- _What you have to do_:
Exclude the pictures, then copy all remaining records exactly.

- _Material provided_:

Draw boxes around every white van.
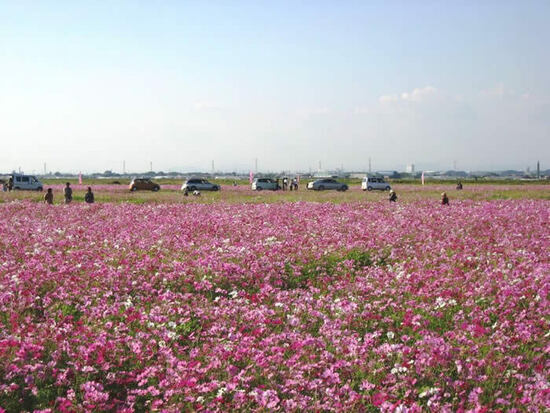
[11,174,44,191]
[251,178,280,191]
[361,176,391,191]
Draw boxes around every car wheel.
[189,186,196,191]
[367,186,373,191]
[131,186,137,192]
[318,185,325,191]
[37,187,43,192]
[14,187,20,190]
[213,186,219,191]
[385,186,390,191]
[152,186,159,192]
[257,187,263,191]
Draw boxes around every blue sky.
[1,1,549,173]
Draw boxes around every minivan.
[10,174,43,191]
[181,178,220,192]
[251,178,280,191]
[361,176,391,191]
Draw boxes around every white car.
[361,176,391,191]
[10,174,43,191]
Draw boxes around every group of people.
[3,176,13,191]
[389,189,453,205]
[2,176,15,191]
[43,183,94,205]
[183,188,202,197]
[8,179,464,205]
[280,177,298,191]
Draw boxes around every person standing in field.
[63,182,73,204]
[84,187,94,204]
[44,188,54,204]
[441,192,449,205]
[389,189,397,203]
[456,181,463,190]
[8,176,13,191]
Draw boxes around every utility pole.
[150,161,153,172]
[453,160,457,170]
[123,160,126,175]
[44,163,47,175]
[368,158,372,174]
[318,160,322,172]
[211,160,215,175]
[255,158,258,173]
[537,161,540,179]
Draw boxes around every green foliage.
[176,317,202,338]
[58,303,83,321]
[0,373,65,413]
[281,248,384,290]
[343,249,373,268]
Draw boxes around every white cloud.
[401,86,438,102]
[378,94,399,104]
[353,106,370,114]
[295,107,331,118]
[192,101,223,111]
[478,84,532,101]
[379,86,438,105]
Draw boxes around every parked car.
[361,176,391,191]
[307,178,348,191]
[181,178,220,192]
[251,178,280,191]
[129,178,160,192]
[10,174,43,191]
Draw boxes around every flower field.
[1,183,549,205]
[0,199,548,411]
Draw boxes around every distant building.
[376,170,401,179]
[406,164,415,173]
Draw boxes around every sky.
[1,0,549,174]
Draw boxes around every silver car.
[361,176,391,191]
[181,178,220,192]
[251,178,280,191]
[307,178,348,191]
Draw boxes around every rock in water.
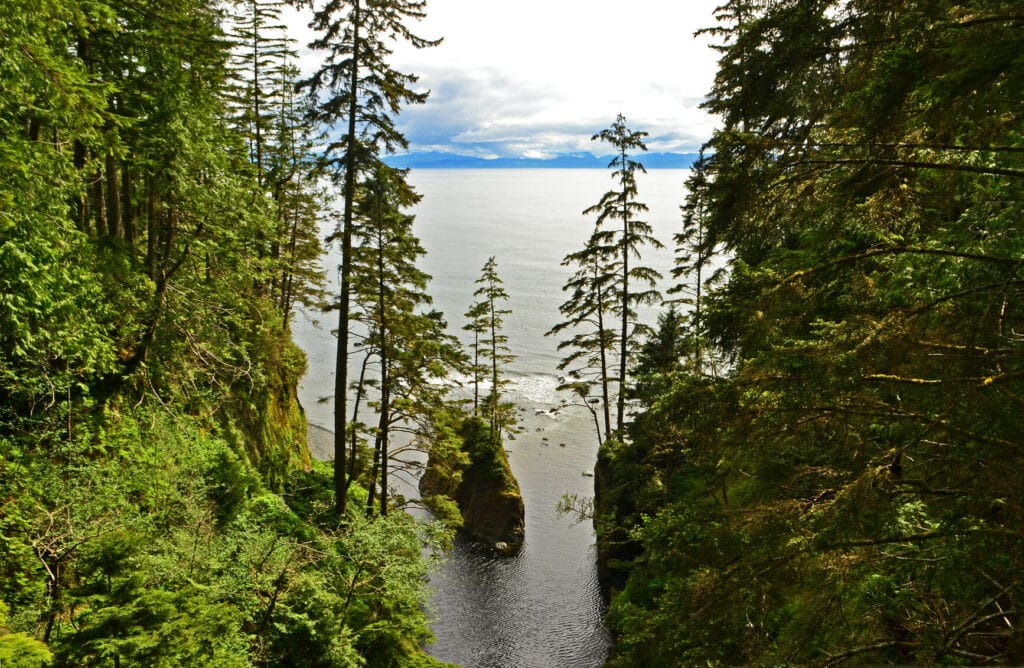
[420,417,525,555]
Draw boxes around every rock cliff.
[421,417,525,554]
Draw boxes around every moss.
[421,417,525,553]
[220,334,311,492]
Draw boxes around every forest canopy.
[0,0,454,664]
[3,0,1023,665]
[596,0,1024,665]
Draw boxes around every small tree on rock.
[468,256,516,444]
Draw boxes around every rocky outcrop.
[421,417,525,555]
[593,438,643,599]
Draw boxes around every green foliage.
[421,416,523,550]
[468,257,517,442]
[0,601,52,666]
[584,114,665,435]
[1,402,445,666]
[547,223,617,444]
[599,1,1024,664]
[299,0,440,513]
[0,0,445,664]
[349,163,465,519]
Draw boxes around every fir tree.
[469,257,515,443]
[668,150,724,375]
[548,224,617,445]
[586,114,664,434]
[299,0,439,514]
[463,299,490,415]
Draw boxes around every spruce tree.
[351,164,421,517]
[668,150,724,376]
[463,299,490,415]
[351,164,463,517]
[598,2,1024,663]
[226,0,294,188]
[586,114,664,435]
[547,225,617,444]
[299,0,438,514]
[469,257,515,442]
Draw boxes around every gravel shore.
[307,423,334,462]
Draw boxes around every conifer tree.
[547,225,617,444]
[266,61,326,325]
[668,150,724,375]
[351,164,463,517]
[300,0,439,513]
[469,257,515,442]
[463,299,489,415]
[0,1,445,663]
[227,0,294,188]
[351,164,422,517]
[586,114,664,434]
[597,2,1024,664]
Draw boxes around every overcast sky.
[287,1,722,159]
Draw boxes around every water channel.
[293,169,688,666]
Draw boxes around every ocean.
[292,168,690,667]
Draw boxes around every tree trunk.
[617,146,629,435]
[105,153,122,238]
[73,141,90,233]
[596,276,612,441]
[122,165,135,244]
[92,169,106,236]
[334,0,361,516]
[489,295,499,438]
[349,352,371,482]
[146,176,158,280]
[473,329,480,414]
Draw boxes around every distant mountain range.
[383,151,700,170]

- _Solved problem_:
Draw boxes around every white van.
[11,174,44,191]
[251,178,280,191]
[361,176,391,191]
Draw boxes around every car wheel.
[189,186,196,191]
[367,186,373,191]
[131,186,137,192]
[318,185,325,191]
[37,187,43,192]
[14,187,20,190]
[213,186,219,191]
[385,186,390,191]
[152,186,159,192]
[257,187,263,191]
Draw boxes around every blue sky.
[1,1,549,173]
Draw boxes around every minivan.
[10,174,43,191]
[181,178,220,192]
[251,178,280,191]
[361,176,391,191]
Draw boxes around every white car.
[361,176,391,191]
[10,174,43,191]
Draw boxes around every group of people.
[3,176,13,191]
[389,189,453,205]
[2,176,15,191]
[43,183,94,205]
[183,188,202,197]
[8,179,464,205]
[280,177,298,191]
Draw boxes around every person standing in field.
[63,182,73,204]
[84,187,94,204]
[44,188,54,204]
[441,192,449,205]
[389,189,397,203]
[456,181,463,190]
[8,176,13,191]
Draw boxes around every utility pole.
[150,161,153,172]
[453,160,457,170]
[123,160,126,175]
[44,163,47,175]
[368,158,372,174]
[318,160,322,172]
[211,160,215,175]
[255,158,258,173]
[537,161,540,179]
Draw boxes around every green foliage.
[176,317,202,338]
[58,303,83,321]
[0,373,65,413]
[281,248,384,290]
[343,249,373,268]
Draw boxes around every white cloud.
[401,86,438,102]
[378,94,399,104]
[353,106,370,114]
[295,107,331,118]
[192,101,223,111]
[478,84,532,101]
[379,86,438,105]
Draw boxes around every parked car.
[361,176,391,191]
[307,178,348,191]
[181,178,220,192]
[251,178,280,191]
[129,178,160,192]
[10,174,43,191]
Draw boxes around every flower field.
[1,183,549,205]
[0,199,548,411]
Draw boxes around every distant building.
[376,170,401,179]
[406,164,415,173]
Draw boxes around every sky.
[1,0,549,174]
Draw boxes around every silver car.
[361,176,391,191]
[181,178,220,192]
[251,178,280,191]
[307,178,348,191]
Draw boxes around every rock in water.
[420,417,525,555]
Draw boxes around every rock cliff.
[421,417,525,554]
Draw boxes around every moss.
[421,417,525,553]
[220,334,311,492]
Draw boxes around every forest canopy.
[0,0,454,664]
[3,0,1023,665]
[596,0,1024,665]
Draw boxes around every small tree on rock.
[468,256,516,444]
Draw boxes around every rocky outcrop.
[421,417,525,555]
[593,438,643,599]
Draw boxes around every green foliage.
[421,416,523,550]
[468,257,517,442]
[0,601,52,666]
[584,114,665,435]
[1,402,445,666]
[547,223,617,444]
[599,1,1024,664]
[299,0,440,513]
[0,0,445,664]
[349,163,465,519]
Draw boxes around every fir tree.
[469,257,515,443]
[668,150,724,375]
[548,224,617,445]
[586,114,664,434]
[299,0,439,514]
[463,299,490,415]
Draw boxes around every spruce tree.
[351,164,421,517]
[668,150,724,376]
[463,299,490,415]
[351,164,463,517]
[598,2,1024,663]
[226,0,294,188]
[586,114,664,435]
[547,225,617,444]
[299,0,438,514]
[469,257,515,442]
Draw boxes around every gravel shore.
[307,423,334,462]
Draw boxes around every conifer tree.
[547,225,617,444]
[266,61,326,325]
[668,150,724,375]
[351,164,463,517]
[300,0,439,513]
[469,257,515,442]
[463,299,489,415]
[0,1,445,663]
[227,0,294,188]
[351,164,422,517]
[586,114,664,434]
[597,2,1024,664]
Draw boxes around every overcast sky.
[287,1,722,159]
Draw boxes around every water channel.
[293,169,688,666]
Draw boxes around every ocean.
[292,168,690,667]
Draw boxes around every tree trunk.
[617,146,629,435]
[105,153,122,238]
[73,141,90,233]
[596,276,612,441]
[122,165,135,244]
[92,169,106,236]
[334,0,361,516]
[489,295,499,438]
[349,352,371,482]
[146,176,158,280]
[473,329,480,414]
Draw boxes around every distant mountain range.
[383,151,700,170]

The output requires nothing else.